TASK INSTRUCTIONS -> Nothing in the records may be altered, so transcribe them exactly.

THE DATA ->
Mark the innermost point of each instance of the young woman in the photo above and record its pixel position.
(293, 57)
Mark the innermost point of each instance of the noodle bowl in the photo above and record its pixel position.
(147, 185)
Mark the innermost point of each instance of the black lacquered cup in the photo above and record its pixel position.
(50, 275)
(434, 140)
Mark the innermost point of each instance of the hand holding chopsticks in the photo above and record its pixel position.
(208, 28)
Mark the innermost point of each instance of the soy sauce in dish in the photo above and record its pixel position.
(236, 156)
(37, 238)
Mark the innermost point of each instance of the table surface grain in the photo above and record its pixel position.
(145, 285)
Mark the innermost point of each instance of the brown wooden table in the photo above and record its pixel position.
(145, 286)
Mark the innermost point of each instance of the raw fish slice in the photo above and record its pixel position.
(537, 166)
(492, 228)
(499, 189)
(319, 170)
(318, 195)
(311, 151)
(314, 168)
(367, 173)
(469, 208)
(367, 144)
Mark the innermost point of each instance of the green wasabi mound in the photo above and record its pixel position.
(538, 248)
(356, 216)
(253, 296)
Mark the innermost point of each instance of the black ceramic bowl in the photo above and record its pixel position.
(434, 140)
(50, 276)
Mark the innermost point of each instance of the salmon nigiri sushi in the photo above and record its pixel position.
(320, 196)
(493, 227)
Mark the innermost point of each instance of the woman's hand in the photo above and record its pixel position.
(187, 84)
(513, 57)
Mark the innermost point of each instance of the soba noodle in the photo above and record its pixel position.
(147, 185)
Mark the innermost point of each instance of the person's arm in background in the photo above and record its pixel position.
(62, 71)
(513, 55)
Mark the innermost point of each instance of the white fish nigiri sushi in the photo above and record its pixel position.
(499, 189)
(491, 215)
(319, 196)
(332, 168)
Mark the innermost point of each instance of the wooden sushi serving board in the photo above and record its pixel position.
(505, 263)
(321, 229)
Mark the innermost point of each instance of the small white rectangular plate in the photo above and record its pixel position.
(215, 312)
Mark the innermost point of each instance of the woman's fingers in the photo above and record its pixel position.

RESPONSE BOX ->
Mark the innermost point of each instance of the young woman in the photo above and record its pixel position.
(293, 57)
Mark the innermost point of each instance of the noodle bowl in the photo above and record its pixel position.
(147, 185)
Mark the innermost point of each instance of the black lacquered cup in the photo above and record its pixel position.
(50, 275)
(434, 140)
Mark the innermost point of each instance of the hand holding chopsticks in the photo above and record its pixel position.
(208, 28)
Mark the innermost point of each instance of the soy sauce in dish in the photo above and record its pixel position.
(236, 156)
(37, 238)
Mark the innermost point of each instance of the table surface grain in the photo above and record its pixel position.
(145, 285)
Mark the innermost point of each instance of the brown wooden table in the photo above and record its pixel position.
(145, 286)
Mark the innermost point of each instance of the raw fish slice in the photo above and record its pixel position.
(537, 166)
(492, 228)
(499, 189)
(319, 170)
(318, 195)
(311, 151)
(314, 168)
(367, 173)
(469, 208)
(367, 144)
Mark the innermost point of each instance of the green wasabi mound in the photo above and record its pixel position.
(538, 248)
(356, 216)
(253, 296)
Mark the innermost point of each instance of the black ceramic bowl in the photo above and record its pixel position.
(434, 140)
(50, 276)
Mark the innermost point of each instance of the salmon nigiri sushi in the photo above and record its pixel position.
(320, 196)
(493, 227)
Mark the innermost point of each instance of the woman's hand in the photo above and record its pixel position.
(187, 84)
(513, 57)
Mark the innermost point of each instance of the soba noodle in the photo above and record its pixel position.
(147, 185)
Mark the innermost point of each instance of the person's arm in background in the photo above and record its pixel position.
(62, 71)
(513, 55)
Mark the innermost point of each instance of the white fish nigiri sushi in the photo above and record its pixel position.
(499, 189)
(491, 215)
(319, 196)
(332, 168)
Mark the innermost point of each instance of the wooden sushi serving board in the photo above and record its pixel position.
(505, 263)
(321, 229)
Mark the innermost point of each instance of the small white rectangular plate in the photo above and record its pixel position.
(215, 312)
Mark the innermost point of each instance of the woman's fingers in the photo above and record its pixel position.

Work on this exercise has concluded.